§ Task requirements: A word-for-word copy of the lines from the one holding "value | feathered headdress" through the final line of the records below is the only output asked for.
----------
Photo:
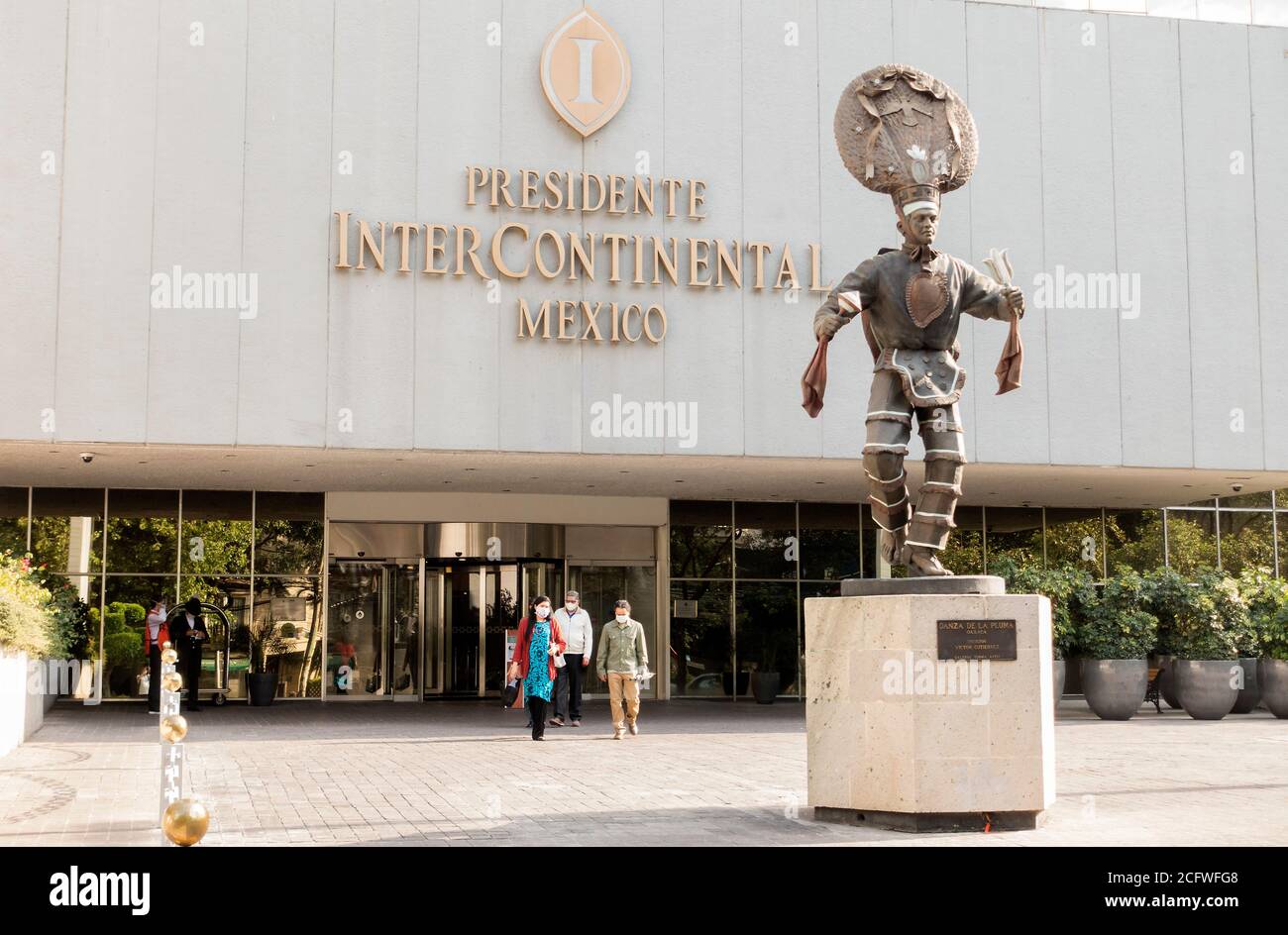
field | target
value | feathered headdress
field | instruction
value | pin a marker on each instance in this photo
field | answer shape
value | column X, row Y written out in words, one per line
column 906, row 134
----------
§ Completed exercise:
value | feathered headdress
field | instruction
value | pin a marker on each instance in this photo
field | answer shape
value | column X, row Y written out in words, one per line
column 906, row 134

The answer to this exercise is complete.